## Task goal
Could you transcribe the following listing word for word, starting at the beginning of the listing and ending at the line that contains "[[194, 261]]", with both of those lines included? Leave the pictures out of your answer.

-- start Data for this exercise --

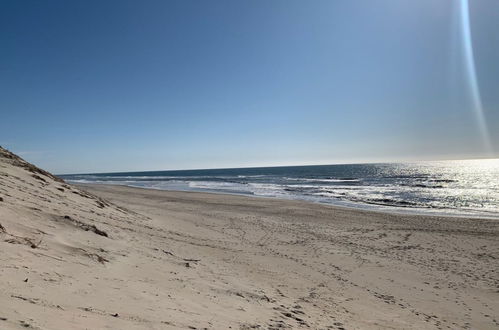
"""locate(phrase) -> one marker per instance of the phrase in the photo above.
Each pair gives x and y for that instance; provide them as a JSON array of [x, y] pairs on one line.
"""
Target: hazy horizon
[[120, 86]]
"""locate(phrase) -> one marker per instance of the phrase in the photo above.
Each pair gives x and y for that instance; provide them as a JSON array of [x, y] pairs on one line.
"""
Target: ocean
[[467, 187]]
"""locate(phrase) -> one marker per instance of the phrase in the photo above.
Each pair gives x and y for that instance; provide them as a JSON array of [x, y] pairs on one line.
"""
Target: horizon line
[[280, 166]]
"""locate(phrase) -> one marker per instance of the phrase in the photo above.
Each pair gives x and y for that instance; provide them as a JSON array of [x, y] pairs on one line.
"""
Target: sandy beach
[[115, 257]]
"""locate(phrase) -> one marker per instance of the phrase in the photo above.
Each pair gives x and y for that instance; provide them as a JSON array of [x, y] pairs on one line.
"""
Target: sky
[[103, 86]]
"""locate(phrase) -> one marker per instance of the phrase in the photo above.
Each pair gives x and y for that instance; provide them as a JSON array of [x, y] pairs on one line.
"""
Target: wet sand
[[113, 257]]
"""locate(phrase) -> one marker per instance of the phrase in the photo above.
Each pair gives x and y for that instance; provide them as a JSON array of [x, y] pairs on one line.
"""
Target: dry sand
[[194, 261]]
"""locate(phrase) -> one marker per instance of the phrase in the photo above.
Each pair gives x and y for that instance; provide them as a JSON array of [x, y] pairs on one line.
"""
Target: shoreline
[[351, 205], [117, 257]]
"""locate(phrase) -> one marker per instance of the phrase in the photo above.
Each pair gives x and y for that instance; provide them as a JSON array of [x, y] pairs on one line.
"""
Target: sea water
[[467, 187]]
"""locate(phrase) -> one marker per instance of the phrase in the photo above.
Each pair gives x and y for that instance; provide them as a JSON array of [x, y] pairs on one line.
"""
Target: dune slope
[[110, 257]]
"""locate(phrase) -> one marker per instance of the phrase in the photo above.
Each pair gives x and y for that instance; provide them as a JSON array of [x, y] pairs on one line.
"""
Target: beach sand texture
[[113, 257]]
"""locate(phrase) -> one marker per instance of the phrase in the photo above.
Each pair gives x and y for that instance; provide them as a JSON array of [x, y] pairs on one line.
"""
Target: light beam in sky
[[472, 81]]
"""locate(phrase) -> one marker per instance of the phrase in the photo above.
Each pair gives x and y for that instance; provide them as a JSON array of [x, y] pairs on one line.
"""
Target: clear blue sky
[[96, 86]]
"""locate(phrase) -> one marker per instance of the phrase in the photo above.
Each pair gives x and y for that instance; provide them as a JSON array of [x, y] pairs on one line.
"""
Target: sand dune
[[109, 257]]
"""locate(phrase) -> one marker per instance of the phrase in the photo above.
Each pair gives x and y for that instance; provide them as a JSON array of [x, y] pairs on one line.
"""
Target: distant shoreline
[[355, 206]]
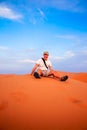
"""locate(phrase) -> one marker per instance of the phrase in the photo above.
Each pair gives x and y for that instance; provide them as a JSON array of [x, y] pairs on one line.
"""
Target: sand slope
[[27, 103]]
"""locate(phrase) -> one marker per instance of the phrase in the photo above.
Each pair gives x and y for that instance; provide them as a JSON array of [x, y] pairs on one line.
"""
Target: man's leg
[[38, 73], [55, 76]]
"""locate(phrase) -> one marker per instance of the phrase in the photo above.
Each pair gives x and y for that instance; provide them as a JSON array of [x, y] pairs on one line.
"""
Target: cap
[[46, 52]]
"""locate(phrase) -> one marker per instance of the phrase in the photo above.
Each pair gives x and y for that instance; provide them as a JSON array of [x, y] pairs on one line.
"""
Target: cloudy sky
[[29, 27]]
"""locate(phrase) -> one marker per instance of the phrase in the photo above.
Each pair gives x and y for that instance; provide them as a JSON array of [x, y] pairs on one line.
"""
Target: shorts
[[45, 72]]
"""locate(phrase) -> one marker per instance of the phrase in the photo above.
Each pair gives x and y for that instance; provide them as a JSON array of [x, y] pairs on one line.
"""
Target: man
[[43, 67]]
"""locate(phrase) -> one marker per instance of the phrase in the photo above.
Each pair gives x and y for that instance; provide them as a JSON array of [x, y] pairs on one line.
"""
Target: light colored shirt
[[42, 65]]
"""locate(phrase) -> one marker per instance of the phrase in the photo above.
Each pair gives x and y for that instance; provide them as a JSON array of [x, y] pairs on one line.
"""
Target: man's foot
[[36, 75], [64, 78]]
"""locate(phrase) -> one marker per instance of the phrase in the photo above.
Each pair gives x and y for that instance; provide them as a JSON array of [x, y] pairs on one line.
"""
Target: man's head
[[45, 55]]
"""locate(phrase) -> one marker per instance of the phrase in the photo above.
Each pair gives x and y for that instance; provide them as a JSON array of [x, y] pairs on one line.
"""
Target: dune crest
[[27, 103]]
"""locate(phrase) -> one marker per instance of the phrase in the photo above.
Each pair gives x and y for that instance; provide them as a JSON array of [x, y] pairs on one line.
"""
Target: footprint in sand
[[3, 105], [78, 102], [19, 96]]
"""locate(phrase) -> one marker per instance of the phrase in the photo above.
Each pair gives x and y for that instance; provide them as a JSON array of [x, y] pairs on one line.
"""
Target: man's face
[[45, 56]]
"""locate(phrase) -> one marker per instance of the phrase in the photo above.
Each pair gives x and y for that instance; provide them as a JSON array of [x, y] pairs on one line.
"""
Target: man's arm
[[34, 68]]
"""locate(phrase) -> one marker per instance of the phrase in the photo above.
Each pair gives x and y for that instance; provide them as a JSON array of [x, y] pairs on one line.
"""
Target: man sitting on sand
[[43, 67]]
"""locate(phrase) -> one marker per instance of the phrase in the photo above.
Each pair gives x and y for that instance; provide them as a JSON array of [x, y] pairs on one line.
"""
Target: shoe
[[36, 75], [64, 78]]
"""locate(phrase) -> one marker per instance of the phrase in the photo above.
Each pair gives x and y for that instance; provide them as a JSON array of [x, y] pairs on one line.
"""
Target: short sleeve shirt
[[42, 65]]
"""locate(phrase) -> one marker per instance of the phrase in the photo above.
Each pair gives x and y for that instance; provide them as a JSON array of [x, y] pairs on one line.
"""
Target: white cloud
[[69, 54], [6, 12], [26, 61]]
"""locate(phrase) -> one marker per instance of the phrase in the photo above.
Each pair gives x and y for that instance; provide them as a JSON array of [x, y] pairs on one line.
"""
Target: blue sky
[[29, 27]]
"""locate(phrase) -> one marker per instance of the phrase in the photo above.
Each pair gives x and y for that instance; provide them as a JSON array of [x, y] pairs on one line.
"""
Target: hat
[[46, 52]]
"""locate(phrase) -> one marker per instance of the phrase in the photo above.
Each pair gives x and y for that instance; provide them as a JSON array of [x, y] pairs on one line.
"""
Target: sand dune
[[27, 103]]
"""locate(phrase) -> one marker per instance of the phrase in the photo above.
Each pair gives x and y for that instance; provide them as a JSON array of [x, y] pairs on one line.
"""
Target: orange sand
[[27, 103]]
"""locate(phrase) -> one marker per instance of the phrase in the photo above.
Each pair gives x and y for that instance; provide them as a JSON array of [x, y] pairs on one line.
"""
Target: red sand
[[27, 103]]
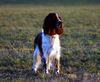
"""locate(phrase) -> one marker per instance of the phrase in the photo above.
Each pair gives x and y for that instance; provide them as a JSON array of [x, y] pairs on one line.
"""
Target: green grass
[[80, 41]]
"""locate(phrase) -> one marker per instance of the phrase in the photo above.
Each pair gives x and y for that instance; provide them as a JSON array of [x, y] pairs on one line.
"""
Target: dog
[[47, 49]]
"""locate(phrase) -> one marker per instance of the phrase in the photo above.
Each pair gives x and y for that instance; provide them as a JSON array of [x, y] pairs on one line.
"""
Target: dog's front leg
[[35, 62]]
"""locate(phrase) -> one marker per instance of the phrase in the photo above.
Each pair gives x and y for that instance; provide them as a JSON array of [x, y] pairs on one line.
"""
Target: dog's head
[[53, 24]]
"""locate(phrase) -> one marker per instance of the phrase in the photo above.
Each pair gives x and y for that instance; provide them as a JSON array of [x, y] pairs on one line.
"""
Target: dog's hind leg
[[35, 59]]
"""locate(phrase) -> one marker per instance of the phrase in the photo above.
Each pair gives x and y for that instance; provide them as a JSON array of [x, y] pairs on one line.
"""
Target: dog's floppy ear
[[52, 24]]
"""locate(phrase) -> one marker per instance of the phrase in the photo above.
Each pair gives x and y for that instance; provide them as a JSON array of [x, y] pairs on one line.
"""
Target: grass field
[[80, 41]]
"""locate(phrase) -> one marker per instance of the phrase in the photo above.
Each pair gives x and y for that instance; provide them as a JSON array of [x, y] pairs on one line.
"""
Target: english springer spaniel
[[47, 44]]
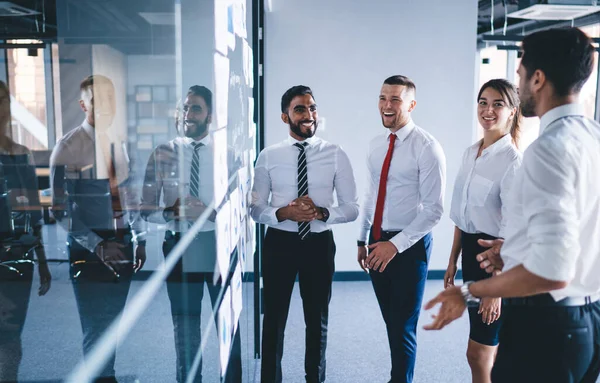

-- end Data for this exercise --

## Expected answer
"""locate(phrase) -> one marker per instance of the phrase in the photo above.
Each pair gives x and y for that instance; provide them as a JSON array of [x, y] pairs on one line.
"""
Target: hazy horizon
[[120, 86]]
"""locate(phrase) -> one marker per instance of the phrase in the photo above.
Each pair gives x and y for that instance; provide them as a JSON array of [x, y] pairs on one line.
"""
Target: ocean
[[467, 187]]
"""locate(phrase) -> one marker per instance of the phrase in the photo above.
Each pair gives x and y for that instance; provide them as a JSON array of [x, y] pairs on one line.
"""
Target: horizon line
[[280, 166]]
"""locate(phrase) -> one marker per instance of the phrase in the photo above.
Each pair gives x and y for that instance; provide them as a JSON array of [x, y] pairs on one line.
"""
Target: sandy beach
[[115, 257]]
"""locate(phrase) -> one marker per instance of the phrase in the photo above.
Each pair gives x and y for that instance; provide them as a JSON array of [x, y] pairs on one line.
"""
Target: sky
[[103, 86]]
"""locate(phrase) -> one marker per instance of the phrase in the photo above.
Each pair gives x and y for that instance; provide them as a JSON array of [x, y] pairs on one line.
"""
Target: wet sand
[[113, 257]]
"""locate(phrase) -> one marker per instance of the phrase in the photo above.
Each pair gives x and y for that instance; provide them as a JSON array of [x, y] pairs on one line.
"""
Target: dry sand
[[194, 261]]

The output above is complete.